## Questions on the material
**a.** According to the article on royal births, how many people were present when Mary of Modena gave birth in 1688?
**b.** Carry the article on royal births forward from its final paragraph.

Top of Document passage

The Doctor Who Modernized Royal Births—in the 1970s
When Prince William eventually ascends to the English throne, he’ll be the first British monarch ever born in a hospital. And he has a man named George Pinker to thank for that.
Royal births have always been fraught affairs due to the thorny issues of birthright and succession. Throughout history, English royal women were expected to give birth in rooms filled with spectators and witnesses—in part to avoid a pretender to the throne being switched with the royal baby at birth.
That made childbirth a grueling ceremony for queens, many of whom had to give birth to stillborn or dying children in the company of scores of strangers. In 1688, after 11 tragic attempts to produce an heir to James II’s throne, Mary of Modena gave birth in front of an audience of 67 people. (It was even worse for Marie Antoinette, who gave birth in 1778 in front of so many people the onlookers nearly crushed her.) And even after births became more private affairs, archbishops and officials attended them as late as 1936.
Of course, doctors have long been part of that crowd. The royal household—the group of support staff that helps royals at their various residences—has included physicians for hundreds of years, who have often been called upon to perform various gynecological duties for royal women. They have frequently been dispatched to serve other family members, too, especially those giving birth to important heirs.
Even when hospitals became popular places for childbirth at the turn of the last century, English royals continued having kids at home in their palaces, castles, and houses. Elizabeth II was delivered via Caesarean section in 1926 at her grandmother’s house in London. When she became queen, her royal surgeon gynecologists recommended she deliver her children at home, bringing in equipment to turn the space into a maternity ward.
Yet it was one of her gynecologists, John Peel, who ended up changing his tune on delivering children in hospitals, and in the 1970s he published an influential report that recommended all women do so. When he stepped down in 1973, the queen’s new royal gynecologist, George Pinker, insisted the royals get in line, too.

Bottom of Document passage
Top of Data

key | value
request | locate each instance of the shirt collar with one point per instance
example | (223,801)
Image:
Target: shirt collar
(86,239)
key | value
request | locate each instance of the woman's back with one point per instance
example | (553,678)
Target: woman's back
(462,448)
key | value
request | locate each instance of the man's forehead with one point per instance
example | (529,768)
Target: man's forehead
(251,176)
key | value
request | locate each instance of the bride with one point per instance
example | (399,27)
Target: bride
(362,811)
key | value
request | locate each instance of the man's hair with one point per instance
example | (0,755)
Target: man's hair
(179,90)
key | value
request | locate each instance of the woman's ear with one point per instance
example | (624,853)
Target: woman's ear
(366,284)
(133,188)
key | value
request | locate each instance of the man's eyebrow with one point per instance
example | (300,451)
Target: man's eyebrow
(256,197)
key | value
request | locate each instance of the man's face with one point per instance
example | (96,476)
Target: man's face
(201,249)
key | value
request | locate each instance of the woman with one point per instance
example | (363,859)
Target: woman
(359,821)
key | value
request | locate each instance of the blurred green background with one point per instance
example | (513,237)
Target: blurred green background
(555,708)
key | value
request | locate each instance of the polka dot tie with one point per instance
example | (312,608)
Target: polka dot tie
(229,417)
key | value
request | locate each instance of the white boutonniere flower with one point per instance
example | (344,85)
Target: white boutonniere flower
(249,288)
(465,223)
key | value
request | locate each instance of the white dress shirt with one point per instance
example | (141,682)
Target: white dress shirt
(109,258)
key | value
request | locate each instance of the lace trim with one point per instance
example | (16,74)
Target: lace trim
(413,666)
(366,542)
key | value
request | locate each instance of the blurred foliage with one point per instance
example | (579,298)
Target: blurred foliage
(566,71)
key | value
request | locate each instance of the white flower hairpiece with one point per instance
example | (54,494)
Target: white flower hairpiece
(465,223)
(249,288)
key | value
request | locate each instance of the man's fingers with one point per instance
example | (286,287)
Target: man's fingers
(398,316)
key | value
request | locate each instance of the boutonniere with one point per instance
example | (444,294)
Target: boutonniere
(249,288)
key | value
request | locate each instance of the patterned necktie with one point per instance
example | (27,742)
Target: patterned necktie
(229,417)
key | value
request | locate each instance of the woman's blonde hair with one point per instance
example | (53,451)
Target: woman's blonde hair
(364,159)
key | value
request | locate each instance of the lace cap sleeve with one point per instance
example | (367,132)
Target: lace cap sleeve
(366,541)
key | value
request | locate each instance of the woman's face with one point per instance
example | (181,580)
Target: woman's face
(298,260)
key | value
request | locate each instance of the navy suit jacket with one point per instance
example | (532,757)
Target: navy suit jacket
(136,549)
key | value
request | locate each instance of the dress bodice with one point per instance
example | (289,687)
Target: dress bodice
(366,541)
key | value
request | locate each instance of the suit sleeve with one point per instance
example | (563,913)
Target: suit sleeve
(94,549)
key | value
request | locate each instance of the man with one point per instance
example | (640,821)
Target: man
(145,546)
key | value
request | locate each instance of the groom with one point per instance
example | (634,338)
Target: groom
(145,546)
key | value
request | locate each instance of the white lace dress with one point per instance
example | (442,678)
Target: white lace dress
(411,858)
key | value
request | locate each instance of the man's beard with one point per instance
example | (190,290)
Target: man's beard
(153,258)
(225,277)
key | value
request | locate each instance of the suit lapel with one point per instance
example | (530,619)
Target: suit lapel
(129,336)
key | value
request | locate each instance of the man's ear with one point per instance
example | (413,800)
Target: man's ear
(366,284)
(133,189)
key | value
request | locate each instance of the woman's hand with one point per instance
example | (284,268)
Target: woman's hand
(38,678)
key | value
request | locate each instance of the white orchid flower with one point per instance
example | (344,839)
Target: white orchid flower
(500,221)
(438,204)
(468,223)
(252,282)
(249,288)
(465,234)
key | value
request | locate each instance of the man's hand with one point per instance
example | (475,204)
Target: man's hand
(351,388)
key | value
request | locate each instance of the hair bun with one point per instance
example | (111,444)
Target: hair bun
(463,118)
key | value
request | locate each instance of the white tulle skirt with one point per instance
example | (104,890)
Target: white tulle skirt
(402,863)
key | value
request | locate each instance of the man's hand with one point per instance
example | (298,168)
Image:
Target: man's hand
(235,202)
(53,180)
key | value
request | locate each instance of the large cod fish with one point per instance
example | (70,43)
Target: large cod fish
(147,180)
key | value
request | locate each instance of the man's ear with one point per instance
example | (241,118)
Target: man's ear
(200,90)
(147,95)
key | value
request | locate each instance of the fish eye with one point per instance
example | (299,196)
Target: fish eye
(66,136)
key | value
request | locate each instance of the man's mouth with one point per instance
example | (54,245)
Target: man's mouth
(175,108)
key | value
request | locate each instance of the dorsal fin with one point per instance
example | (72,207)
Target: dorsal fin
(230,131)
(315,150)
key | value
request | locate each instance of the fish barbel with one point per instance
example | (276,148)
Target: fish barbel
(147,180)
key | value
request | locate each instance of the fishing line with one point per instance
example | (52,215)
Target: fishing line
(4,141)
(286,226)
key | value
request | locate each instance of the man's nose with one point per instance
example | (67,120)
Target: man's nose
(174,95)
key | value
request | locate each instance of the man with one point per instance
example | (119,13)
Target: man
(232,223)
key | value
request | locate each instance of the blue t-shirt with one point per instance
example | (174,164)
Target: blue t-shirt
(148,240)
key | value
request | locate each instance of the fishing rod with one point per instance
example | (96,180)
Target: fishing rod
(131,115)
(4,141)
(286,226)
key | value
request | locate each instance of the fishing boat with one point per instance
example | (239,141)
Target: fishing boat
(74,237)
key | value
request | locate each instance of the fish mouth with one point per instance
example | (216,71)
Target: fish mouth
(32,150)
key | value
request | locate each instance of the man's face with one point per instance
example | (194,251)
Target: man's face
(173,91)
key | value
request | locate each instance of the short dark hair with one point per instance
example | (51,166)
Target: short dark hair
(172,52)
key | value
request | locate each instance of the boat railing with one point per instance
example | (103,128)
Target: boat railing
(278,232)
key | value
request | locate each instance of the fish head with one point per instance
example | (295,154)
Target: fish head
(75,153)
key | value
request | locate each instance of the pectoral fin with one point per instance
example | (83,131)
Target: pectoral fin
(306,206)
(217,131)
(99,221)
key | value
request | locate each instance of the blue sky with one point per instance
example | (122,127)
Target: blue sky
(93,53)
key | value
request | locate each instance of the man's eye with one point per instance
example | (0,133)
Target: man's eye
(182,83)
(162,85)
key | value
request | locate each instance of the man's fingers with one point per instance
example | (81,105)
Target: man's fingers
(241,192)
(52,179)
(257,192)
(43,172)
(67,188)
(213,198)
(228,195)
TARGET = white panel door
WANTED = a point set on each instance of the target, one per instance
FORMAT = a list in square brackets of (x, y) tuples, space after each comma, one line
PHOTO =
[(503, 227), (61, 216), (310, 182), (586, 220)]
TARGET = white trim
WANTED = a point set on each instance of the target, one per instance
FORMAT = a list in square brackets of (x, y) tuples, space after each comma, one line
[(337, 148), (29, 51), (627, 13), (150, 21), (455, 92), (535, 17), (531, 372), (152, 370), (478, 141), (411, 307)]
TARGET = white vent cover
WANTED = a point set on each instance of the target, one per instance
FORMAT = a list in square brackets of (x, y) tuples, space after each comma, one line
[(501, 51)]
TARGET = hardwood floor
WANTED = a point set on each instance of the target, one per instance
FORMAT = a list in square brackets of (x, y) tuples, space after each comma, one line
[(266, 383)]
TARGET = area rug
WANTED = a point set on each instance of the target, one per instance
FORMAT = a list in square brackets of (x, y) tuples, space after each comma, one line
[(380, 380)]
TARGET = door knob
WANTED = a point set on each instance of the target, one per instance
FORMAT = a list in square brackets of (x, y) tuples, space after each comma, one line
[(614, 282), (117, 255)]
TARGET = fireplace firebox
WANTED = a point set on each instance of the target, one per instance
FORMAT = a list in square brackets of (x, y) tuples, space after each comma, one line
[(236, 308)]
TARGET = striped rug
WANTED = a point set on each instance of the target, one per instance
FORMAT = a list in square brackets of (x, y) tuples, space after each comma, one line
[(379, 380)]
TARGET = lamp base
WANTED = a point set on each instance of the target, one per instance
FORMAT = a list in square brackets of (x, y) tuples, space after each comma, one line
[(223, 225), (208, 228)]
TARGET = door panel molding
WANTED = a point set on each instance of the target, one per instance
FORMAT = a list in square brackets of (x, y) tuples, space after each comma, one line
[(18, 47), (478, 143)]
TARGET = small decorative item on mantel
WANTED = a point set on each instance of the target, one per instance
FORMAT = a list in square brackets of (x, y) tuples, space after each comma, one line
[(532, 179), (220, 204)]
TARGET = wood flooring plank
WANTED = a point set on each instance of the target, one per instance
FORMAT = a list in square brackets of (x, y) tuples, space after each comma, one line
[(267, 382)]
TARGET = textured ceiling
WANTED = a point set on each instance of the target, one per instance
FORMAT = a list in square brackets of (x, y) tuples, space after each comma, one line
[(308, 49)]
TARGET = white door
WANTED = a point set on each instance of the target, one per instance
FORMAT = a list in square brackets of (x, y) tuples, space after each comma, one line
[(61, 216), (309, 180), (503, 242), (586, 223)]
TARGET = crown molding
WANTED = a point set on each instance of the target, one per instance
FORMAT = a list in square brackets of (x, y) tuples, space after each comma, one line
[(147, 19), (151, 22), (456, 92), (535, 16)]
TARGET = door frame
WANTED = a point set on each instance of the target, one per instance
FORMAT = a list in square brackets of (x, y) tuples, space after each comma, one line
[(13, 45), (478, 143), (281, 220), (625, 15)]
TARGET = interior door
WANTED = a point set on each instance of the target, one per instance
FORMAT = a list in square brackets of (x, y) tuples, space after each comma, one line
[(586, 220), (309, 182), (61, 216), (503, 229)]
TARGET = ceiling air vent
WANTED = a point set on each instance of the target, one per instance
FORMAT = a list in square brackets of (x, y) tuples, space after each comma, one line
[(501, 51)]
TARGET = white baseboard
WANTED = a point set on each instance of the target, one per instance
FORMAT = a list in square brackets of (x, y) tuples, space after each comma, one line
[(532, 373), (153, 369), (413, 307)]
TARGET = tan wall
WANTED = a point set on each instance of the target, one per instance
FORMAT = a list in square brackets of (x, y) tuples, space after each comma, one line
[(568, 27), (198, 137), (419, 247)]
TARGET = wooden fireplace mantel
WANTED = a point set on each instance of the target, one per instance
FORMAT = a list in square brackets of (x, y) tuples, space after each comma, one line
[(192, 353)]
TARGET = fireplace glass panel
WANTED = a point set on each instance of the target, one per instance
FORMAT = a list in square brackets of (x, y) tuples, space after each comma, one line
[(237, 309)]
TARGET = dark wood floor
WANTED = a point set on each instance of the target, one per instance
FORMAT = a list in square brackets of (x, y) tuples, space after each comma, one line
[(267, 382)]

Bottom of Data

## Answers by item number
**a.** An audience of 67 people.

**b.**
Pinker was different from his predecessors. For one, he skipped out on a potential career in opera to practice medicine. He had been offered a contract with an opera company, but when asked to choose between music and medicine, the choice was clear. Instead, he stayed involved with music—becoming assistant concert director at the Reading Symphony Orchestra and vice president of the London Choral Society—while maintaining his medical career.
He was also the youngest doctor ever to practice as royal surgeon gynecologist—just 48 when he was appointed. He supported controversial medical advances like in vitro fertilization. And he insisted that his patients’ welfare—not tradition—dictate royal births.
“It is very important for mothers to accept modern medical assistance and not to feel guilty if they need epidural or a Caesarean,” he told an interviewer. Pinker recommended that pregnant women lead as normal a life as possible—no easy task for royals whose every move was spied on and picked apart by the public. In fact, the doctor being anywhere near the queen or her family, even when he was not there to treat a pregnant woman, was seen as a sign that a royal was pregnant.
When Princess Diana delivered her first son, it was at a royal room in a hospital. “Most people marveled at the decision to have the royal baby in such surroundings rather than Buckingham Palace,” wrote The Guardian’s Penny Chorlton. Turns out the surroundings were pretty plush anyway: Diana delivered in her very own wing of the hospital.
Pinker served as the queen’s royal gynecologist for 17 years, delivering nine royal babies in all, including Prince William and Prince Harry. All were born at hospitals. So were William’s two children—under supervision of the royal gynecologist, of course.